Exercise prompt = Return the line containing "white lane line" and all lines after it exactly; stop at the end of the material.

___ Dataset rows ___

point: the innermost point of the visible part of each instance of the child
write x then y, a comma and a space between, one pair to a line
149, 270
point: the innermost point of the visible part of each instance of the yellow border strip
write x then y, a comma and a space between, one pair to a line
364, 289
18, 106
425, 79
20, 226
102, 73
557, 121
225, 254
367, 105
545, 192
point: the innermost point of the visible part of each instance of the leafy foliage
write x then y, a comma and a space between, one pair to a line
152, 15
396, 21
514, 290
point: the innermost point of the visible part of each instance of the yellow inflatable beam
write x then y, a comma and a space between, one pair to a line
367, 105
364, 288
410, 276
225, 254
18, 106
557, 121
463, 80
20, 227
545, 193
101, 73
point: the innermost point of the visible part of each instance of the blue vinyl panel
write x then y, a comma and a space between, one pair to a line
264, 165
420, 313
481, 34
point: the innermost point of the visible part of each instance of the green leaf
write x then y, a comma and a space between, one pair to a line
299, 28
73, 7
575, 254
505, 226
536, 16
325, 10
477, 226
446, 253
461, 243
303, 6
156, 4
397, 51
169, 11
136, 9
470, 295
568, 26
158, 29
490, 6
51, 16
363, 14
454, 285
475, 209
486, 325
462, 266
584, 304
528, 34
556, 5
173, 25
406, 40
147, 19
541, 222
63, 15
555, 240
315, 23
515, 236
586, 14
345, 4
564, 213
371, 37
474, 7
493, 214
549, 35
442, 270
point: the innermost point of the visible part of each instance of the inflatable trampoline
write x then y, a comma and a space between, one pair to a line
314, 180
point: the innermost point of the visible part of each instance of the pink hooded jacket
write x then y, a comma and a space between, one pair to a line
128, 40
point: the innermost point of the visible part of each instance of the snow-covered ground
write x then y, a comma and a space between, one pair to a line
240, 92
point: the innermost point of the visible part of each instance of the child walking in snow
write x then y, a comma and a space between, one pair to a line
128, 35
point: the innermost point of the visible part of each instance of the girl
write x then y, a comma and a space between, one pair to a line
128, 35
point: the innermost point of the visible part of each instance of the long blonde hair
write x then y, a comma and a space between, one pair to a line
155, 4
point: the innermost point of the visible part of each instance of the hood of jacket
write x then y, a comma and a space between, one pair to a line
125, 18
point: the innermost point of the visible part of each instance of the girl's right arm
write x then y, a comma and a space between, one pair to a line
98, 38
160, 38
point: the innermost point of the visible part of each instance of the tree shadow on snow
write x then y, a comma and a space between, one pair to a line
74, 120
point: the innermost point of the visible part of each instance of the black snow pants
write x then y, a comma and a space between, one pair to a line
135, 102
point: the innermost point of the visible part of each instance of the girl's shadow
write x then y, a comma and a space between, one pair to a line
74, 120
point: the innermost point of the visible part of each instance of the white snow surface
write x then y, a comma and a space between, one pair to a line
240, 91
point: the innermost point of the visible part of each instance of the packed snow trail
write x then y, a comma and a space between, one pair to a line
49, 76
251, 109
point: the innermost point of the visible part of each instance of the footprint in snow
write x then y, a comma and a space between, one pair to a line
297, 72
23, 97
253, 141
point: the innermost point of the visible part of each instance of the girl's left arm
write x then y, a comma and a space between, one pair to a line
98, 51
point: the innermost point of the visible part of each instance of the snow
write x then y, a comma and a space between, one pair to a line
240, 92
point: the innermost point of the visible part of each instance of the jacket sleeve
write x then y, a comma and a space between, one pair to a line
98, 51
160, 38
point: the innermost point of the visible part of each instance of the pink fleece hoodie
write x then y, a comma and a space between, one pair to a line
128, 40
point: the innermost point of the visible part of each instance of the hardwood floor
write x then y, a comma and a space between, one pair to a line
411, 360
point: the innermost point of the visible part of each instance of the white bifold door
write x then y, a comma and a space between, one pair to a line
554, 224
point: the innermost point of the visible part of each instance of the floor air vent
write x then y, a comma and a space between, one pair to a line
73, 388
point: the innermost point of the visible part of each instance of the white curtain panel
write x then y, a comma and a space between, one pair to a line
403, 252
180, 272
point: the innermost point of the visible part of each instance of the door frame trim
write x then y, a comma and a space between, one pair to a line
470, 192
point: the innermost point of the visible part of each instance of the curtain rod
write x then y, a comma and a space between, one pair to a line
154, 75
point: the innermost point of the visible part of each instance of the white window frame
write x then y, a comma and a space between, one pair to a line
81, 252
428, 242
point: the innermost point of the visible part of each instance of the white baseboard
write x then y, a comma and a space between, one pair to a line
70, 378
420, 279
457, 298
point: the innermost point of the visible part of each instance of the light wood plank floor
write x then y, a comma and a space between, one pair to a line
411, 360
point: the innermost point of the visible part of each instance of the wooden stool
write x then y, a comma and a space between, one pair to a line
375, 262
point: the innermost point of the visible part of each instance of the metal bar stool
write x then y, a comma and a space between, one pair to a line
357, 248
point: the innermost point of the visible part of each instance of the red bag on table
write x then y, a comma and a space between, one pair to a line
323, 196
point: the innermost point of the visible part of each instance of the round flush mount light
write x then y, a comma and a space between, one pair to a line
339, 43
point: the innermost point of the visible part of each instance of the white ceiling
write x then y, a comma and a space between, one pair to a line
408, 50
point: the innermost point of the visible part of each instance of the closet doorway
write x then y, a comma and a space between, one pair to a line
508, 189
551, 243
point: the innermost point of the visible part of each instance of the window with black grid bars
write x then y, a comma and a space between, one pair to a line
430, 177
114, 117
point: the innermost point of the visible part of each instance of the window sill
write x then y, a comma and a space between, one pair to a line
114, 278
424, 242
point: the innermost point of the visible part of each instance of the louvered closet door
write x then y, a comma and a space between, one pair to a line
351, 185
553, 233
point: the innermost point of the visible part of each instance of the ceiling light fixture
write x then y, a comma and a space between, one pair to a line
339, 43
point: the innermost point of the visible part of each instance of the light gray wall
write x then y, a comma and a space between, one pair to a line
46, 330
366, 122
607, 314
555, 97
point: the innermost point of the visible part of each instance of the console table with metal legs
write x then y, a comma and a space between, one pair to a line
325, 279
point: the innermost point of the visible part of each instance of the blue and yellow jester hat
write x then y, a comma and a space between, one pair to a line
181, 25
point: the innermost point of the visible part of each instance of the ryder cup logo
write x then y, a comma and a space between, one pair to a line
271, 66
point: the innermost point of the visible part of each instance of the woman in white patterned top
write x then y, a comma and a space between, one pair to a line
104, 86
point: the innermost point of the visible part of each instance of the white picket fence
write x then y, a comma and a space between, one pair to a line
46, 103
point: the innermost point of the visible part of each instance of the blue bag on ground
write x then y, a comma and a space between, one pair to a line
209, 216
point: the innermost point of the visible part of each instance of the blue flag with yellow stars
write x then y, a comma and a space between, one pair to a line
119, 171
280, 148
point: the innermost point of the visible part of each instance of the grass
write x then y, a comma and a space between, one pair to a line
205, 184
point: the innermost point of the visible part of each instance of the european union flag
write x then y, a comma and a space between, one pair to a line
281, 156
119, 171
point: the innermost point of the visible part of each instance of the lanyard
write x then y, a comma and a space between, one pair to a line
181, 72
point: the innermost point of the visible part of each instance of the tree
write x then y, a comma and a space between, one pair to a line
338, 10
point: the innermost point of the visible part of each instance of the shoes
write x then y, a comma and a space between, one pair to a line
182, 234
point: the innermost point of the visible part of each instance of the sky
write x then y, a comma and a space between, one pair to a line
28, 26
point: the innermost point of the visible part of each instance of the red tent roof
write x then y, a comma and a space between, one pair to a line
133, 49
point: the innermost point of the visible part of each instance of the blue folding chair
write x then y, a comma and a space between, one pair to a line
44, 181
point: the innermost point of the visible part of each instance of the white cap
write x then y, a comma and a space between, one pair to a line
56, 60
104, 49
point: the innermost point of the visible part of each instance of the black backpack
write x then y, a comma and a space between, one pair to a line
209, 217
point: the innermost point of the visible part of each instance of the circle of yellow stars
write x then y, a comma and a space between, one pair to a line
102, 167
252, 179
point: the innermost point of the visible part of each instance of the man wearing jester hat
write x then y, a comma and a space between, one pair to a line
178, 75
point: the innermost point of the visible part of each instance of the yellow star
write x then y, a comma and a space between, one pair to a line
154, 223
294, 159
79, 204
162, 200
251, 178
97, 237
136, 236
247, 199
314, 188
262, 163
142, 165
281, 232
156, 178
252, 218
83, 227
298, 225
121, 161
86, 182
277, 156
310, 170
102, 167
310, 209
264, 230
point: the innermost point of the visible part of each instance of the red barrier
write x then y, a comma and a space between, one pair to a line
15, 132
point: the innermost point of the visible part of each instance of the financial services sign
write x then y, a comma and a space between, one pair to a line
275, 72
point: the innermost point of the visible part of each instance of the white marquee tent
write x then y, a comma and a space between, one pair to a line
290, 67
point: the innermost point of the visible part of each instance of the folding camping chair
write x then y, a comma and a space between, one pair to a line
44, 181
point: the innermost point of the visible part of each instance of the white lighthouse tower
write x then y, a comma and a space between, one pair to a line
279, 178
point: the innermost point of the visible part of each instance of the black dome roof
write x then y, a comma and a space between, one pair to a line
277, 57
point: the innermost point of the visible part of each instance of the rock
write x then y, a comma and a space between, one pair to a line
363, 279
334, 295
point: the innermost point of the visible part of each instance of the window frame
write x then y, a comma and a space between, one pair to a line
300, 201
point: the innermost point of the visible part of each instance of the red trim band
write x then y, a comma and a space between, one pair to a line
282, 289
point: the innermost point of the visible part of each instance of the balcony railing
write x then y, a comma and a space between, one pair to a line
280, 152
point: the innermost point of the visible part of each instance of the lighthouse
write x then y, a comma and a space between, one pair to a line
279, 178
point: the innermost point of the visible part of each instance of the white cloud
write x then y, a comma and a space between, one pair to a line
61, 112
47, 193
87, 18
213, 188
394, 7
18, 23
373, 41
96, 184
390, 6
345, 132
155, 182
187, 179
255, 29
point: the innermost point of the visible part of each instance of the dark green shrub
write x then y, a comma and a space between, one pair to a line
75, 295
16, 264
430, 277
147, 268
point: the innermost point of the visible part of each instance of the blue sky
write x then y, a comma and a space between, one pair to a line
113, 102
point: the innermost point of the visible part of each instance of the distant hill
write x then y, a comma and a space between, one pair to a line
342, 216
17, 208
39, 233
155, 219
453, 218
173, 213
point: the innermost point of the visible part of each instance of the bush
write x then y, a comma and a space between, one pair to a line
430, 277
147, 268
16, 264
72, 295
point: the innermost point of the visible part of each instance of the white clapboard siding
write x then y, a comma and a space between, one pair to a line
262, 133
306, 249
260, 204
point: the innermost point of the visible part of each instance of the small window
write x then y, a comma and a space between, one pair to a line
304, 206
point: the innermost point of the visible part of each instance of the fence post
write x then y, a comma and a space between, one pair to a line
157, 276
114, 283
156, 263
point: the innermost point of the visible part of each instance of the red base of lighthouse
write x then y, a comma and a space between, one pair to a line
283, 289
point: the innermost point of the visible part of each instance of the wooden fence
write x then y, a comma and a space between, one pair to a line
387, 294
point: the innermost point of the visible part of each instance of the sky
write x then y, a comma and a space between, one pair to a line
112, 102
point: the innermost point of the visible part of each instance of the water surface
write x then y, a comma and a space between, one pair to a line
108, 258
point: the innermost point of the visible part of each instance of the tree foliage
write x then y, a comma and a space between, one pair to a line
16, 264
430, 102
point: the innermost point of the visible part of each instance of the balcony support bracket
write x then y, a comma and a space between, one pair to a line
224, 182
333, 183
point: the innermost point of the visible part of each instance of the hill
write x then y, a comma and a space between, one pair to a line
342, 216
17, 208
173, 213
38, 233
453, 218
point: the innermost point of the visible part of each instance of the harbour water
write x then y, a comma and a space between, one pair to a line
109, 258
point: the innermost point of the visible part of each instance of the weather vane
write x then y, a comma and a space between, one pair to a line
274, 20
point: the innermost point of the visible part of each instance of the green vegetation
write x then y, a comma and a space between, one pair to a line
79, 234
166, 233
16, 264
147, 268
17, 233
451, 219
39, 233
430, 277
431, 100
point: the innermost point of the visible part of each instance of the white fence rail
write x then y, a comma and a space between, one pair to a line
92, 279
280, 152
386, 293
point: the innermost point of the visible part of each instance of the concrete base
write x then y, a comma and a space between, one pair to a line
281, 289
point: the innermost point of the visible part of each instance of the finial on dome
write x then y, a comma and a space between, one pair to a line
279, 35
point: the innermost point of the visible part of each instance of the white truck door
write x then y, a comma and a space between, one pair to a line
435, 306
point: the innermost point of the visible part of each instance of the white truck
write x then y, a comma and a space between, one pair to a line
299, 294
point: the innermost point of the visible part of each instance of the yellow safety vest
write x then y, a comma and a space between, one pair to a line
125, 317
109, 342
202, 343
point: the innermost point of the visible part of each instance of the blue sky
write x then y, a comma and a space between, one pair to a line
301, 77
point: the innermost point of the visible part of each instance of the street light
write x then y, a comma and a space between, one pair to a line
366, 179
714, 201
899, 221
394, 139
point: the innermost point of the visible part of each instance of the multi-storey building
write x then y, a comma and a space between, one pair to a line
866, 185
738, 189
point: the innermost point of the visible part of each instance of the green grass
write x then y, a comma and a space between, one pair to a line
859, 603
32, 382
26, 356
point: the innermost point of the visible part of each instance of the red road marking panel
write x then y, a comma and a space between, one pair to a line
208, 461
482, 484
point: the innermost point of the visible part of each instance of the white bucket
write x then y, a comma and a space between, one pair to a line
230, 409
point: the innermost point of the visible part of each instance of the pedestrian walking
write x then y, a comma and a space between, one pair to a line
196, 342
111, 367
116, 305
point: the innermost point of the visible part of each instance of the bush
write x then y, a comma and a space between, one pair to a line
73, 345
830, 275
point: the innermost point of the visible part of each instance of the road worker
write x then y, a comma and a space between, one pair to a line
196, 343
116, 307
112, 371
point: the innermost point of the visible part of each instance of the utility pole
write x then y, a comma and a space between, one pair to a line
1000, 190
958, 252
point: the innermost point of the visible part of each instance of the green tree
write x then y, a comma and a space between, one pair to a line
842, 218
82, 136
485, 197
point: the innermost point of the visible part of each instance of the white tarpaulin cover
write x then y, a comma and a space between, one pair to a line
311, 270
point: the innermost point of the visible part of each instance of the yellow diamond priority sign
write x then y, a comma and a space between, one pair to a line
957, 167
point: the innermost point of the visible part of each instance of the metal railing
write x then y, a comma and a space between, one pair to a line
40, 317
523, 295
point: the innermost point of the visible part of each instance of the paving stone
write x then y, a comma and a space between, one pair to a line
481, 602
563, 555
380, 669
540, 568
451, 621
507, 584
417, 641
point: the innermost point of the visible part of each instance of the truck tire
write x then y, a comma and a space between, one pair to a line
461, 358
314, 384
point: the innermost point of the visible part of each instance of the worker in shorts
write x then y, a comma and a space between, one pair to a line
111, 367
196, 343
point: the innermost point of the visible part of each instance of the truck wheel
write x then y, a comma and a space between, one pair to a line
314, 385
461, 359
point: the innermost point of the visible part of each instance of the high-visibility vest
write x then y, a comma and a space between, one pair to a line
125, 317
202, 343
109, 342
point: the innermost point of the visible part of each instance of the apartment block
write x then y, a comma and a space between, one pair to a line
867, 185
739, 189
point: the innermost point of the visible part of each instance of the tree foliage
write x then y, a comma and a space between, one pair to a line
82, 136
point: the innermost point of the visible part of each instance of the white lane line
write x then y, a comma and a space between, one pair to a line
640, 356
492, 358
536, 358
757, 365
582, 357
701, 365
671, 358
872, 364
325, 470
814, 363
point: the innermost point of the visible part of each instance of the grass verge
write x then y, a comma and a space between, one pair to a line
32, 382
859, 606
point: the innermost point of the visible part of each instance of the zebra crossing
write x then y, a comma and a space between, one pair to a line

___

Exercise answer =
point: the innermost point of the visible part of each instance of the white lane line
write x then y, a comma and a space between, one pair to a line
640, 356
492, 358
536, 358
757, 365
582, 357
701, 365
671, 358
872, 364
325, 470
814, 363
point: the innermost point of the visible part of each instance of the grass verge
write x then y, a comma and a space between, one pair to a line
32, 382
859, 606
point: the innermost point of the visible part of each instance of the zebra crossing
write x then y, a comma and a space between, one pair to a line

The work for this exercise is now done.